Copy out the entries exactly. Print them in full.

(Source data):
━━━━━━━━━━━━━━━━━━━━

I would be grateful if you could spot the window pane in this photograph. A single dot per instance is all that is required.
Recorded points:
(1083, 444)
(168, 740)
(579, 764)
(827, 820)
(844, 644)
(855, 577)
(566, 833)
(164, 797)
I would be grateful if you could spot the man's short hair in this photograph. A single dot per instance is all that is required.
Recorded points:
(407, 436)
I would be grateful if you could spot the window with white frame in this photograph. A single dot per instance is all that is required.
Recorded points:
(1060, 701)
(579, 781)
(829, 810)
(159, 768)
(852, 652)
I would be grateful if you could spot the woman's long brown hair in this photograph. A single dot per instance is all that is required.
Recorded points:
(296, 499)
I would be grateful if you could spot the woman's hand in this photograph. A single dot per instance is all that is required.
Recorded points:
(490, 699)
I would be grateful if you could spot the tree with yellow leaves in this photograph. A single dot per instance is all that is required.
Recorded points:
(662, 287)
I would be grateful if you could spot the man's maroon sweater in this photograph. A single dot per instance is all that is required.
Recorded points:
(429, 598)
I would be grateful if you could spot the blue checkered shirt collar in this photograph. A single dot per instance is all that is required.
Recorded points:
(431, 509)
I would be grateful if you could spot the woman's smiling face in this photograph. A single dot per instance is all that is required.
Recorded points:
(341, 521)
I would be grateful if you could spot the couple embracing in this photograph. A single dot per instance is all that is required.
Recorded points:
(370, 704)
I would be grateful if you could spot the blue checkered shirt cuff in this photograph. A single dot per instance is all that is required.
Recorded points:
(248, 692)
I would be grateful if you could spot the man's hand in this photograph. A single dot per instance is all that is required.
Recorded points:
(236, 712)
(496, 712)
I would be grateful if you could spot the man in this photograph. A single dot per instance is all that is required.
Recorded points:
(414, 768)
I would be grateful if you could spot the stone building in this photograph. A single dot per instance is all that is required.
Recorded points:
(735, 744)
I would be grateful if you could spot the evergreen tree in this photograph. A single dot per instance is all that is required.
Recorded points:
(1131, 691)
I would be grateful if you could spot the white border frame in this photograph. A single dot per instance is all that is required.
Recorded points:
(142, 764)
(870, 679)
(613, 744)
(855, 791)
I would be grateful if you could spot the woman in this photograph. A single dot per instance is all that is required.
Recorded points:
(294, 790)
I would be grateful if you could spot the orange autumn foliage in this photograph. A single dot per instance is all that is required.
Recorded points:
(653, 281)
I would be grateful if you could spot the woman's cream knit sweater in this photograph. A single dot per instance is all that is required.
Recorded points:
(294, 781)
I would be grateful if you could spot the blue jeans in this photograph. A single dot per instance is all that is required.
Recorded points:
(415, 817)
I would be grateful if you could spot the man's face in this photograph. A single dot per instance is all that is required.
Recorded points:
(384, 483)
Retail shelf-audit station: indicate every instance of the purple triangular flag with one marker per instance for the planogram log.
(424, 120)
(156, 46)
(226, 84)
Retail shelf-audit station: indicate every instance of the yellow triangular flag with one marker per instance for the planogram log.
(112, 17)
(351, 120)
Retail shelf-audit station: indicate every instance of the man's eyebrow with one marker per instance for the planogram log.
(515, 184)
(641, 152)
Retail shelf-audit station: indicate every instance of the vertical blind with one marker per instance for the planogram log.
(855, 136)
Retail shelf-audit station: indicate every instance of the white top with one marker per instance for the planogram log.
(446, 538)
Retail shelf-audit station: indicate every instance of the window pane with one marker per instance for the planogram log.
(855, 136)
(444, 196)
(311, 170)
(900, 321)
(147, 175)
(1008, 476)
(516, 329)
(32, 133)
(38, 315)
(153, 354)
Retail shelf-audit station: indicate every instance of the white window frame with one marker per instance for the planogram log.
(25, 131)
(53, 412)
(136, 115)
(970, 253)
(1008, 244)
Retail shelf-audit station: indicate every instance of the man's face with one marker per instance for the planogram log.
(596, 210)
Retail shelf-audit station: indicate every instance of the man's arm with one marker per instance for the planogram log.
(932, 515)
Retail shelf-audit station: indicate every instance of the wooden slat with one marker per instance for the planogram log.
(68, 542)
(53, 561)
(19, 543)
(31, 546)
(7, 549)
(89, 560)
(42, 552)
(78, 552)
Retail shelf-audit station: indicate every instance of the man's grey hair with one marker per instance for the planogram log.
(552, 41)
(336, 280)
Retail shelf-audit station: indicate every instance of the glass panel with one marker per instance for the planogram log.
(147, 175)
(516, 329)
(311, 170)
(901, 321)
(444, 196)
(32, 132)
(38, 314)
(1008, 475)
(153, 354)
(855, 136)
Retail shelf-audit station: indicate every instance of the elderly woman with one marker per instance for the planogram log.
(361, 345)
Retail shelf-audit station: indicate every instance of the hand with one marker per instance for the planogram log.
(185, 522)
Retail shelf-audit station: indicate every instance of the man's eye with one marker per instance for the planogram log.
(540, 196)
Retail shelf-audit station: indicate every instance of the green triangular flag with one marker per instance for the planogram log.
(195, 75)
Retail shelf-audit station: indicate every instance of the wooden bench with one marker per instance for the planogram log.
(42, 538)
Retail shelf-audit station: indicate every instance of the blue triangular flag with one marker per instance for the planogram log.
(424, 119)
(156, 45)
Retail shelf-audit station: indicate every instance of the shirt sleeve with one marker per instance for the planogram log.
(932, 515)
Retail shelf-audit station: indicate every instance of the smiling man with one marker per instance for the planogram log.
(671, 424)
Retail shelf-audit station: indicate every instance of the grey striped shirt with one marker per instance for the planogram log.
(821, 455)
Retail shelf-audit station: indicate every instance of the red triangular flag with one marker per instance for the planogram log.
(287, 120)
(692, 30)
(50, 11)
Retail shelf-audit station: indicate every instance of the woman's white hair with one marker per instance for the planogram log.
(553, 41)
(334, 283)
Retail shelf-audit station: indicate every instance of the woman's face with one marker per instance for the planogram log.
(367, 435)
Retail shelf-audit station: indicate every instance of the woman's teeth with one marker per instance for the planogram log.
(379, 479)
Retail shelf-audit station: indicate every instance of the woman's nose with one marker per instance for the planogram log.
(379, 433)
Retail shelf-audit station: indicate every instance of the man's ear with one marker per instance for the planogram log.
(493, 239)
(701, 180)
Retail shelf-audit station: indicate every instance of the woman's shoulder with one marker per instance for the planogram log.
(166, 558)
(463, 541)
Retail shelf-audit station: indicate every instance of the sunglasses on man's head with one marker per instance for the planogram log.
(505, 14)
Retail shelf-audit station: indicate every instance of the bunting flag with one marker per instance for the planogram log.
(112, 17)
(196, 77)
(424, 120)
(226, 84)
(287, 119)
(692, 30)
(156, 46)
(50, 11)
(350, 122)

━━━━━━━━━━━━━━━━━━━━

(Answer area):
I would be grateful if you could spot the window pane in this photograph. A single dot per instance is all that is required.
Recorded points:
(1083, 444)
(168, 740)
(579, 764)
(827, 820)
(844, 644)
(855, 577)
(566, 833)
(164, 797)
I would be grateful if you could spot the man's short hair in this photograph. A single dot per instance is all that is required.
Recorded points:
(407, 436)
I would be grateful if you could spot the window with white frame in this photograph. A single dot per instance is all that is required.
Recorded points:
(1060, 701)
(579, 781)
(829, 810)
(159, 768)
(852, 652)
I would be grateful if you could spot the woman's long brown hair in this photograph. A single dot per instance is all that is required.
Recorded points:
(296, 499)
I would be grateful if you could spot the woman's hand in this photograph. A single dot per instance is all that is required.
Recorded points:
(490, 699)
I would be grateful if you could spot the tree with yellow leaves in this photograph. A single dot per instance is all that is required.
Recorded points:
(662, 287)
I would be grateful if you could spot the man's maroon sweater in this photograph. A single dot per instance is all that is required.
Recorded points:
(429, 598)
I would be grateful if you could spot the blue checkered shirt collar in this photograph. A single dot per instance is all that is required.
Recorded points:
(431, 509)
I would be grateful if you could spot the woman's smiling face in this photograph. A single dot per instance is all that is required.
Recorded points:
(341, 521)
I would be grateful if you could spot the couple embracing in this photograph. A single dot per instance is all that is required.
Recorded points:
(370, 704)
I would be grateful if you could spot the blue checkered shirt cuff in this photograph. A single dot per instance is all that is required.
Recorded points:
(248, 692)
I would be grateful if you could spot the man's hand in this photograph. A single dot per instance is all that is required.
Recorded points:
(236, 712)
(496, 712)
I would be grateful if you could spot the man in this photograph. A single dot per instance is all that is required.
Recorded points:
(414, 768)
I would be grateful if you could spot the stone building in this photograph. A single dot per instance is all that is required.
Recorded points:
(735, 744)
I would be grateful if you could spot the evergreen tree in this photograph. A single dot per instance is all that is required.
Recorded points:
(1131, 691)
I would be grateful if you could spot the white border frame in this photograph. A single dot per instance is all that is required.
Recorded points:
(142, 764)
(870, 679)
(613, 744)
(855, 791)
I would be grateful if you could spot the woman in this photograph. A single dot per instance is all that is required.
Recorded points:
(294, 790)
I would be grateful if you could spot the orange autumn foliage in this photograph. A single dot per instance is all that is required.
Recorded points:
(653, 281)
I would be grateful if you could spot the woman's cream knit sweater in this photograph. A single dot per instance is all that is required.
Recorded points:
(294, 781)
I would be grateful if you could spot the blue jeans in this photograph. A single dot per instance is all that is required.
Recorded points:
(415, 817)
I would be grateful if you could spot the man's face in this photograph. A single dot per instance is all that is required.
Recorded points:
(384, 483)
Retail shelf-audit station: indicate every instance of the purple triangular flag with one marker per instance for the planogram log.
(424, 120)
(156, 46)
(226, 84)
Retail shelf-audit station: indicate every instance of the yellow triangular flag with one marker per instance for the planogram log.
(112, 17)
(351, 120)
Retail shelf-audit station: indicate every instance of the man's eyebrow with one marker per instance for the planogram log.
(515, 184)
(641, 152)
Retail shelf-audit station: indicate every instance of the vertical blind with one marker per instance for the planogram log.
(855, 136)
Retail shelf-audit station: indicate every instance of the white top with one marker per instance for the planogram log.
(446, 538)
Retail shelf-audit station: indicate every instance of the window pane with one marker per instance for the planogram log.
(855, 136)
(444, 196)
(311, 170)
(900, 321)
(147, 175)
(1008, 476)
(516, 329)
(32, 133)
(38, 315)
(153, 354)
Retail shelf-audit station: indicate every instance of the white window frame with one marker per instance for the planogram log.
(25, 131)
(53, 412)
(136, 115)
(970, 253)
(1008, 244)
Retail shelf-audit station: indicate every instance of the man's face with one marker per instance for the planogram log.
(596, 210)
Retail shelf-audit station: indicate every instance of the man's arm with one marker per instance for the planogram log.
(932, 515)
Retail shelf-audit station: indicate every instance of the wooden slat with one marker per instance for the planogram log.
(68, 542)
(53, 561)
(19, 543)
(31, 546)
(7, 549)
(89, 560)
(42, 552)
(78, 552)
Retail shelf-audit station: indicate every instance of the man's grey hair with one marker per instance for the planogram log.
(552, 41)
(336, 280)
Retail shelf-audit station: indicate every instance of the glass panel with one marker per instance for the planogram log.
(147, 175)
(516, 329)
(311, 170)
(901, 321)
(444, 196)
(32, 132)
(38, 314)
(1008, 475)
(153, 354)
(855, 136)
Retail shelf-audit station: indicate every instance of the elderly woman with one marker per instance for the planogram log.
(361, 345)
Retail shelf-audit station: indicate every instance of the hand with one marker per instance for the planogram log.
(185, 522)
Retail shelf-audit station: indicate every instance of the man's eye with one marker per instance for the planogram log.
(540, 196)
Retail shelf-audit station: indicate every instance of the green triangular flag with one marker per instance for the planogram log.
(195, 75)
Retail shelf-audit station: indicate every instance of the wooden bench with one marker per instance for the planogram log.
(42, 538)
Retail shelf-audit station: indicate every instance of the blue triangular flag with one marker per instance for the planogram log.
(424, 119)
(156, 45)
Retail shelf-audit station: indicate every instance of the shirt sleeve with one marker per instance for the planogram log.
(932, 515)
Retail shelf-audit station: indicate every instance of the smiling man with one marker per instance for the planogram log.
(671, 424)
Retail shelf-audit station: indicate every instance of the grey striped shirt with one marker per instance for the planogram log.
(821, 455)
Retail shelf-audit station: indicate every instance of the red triangular flag with one marker per instance for the planogram log.
(287, 120)
(692, 30)
(50, 11)
Retail shelf-audit station: indicate every instance of the woman's white hair with one marker per instance for the planogram log.
(553, 41)
(334, 283)
Retail shelf-audit station: indicate every instance of the woman's face with one marker per instance for the planogram log.
(367, 435)
Retail shelf-audit station: indicate every instance of the woman's teeth with one marker per instance for the planogram log.
(379, 479)
Retail shelf-audit station: indicate every instance of the woman's nose with one marker per instance for the planogram log.
(379, 433)
Retail shelf-audit station: indicate every instance of the man's ear with one marker per instance for the planogram log.
(493, 239)
(701, 180)
Retail shelf-audit station: indicate every instance of the woman's shoulder with one marker per instance for the planogram log.
(166, 558)
(463, 541)
Retail shelf-audit station: indicate every instance of the sunglasses on man's head with one marker per instance for the planogram log.
(505, 14)
Retail shelf-audit station: indicate every instance of the bunting flag with one marker per instance for the planogram log.
(112, 17)
(196, 77)
(424, 120)
(226, 84)
(287, 119)
(692, 30)
(156, 46)
(50, 11)
(350, 122)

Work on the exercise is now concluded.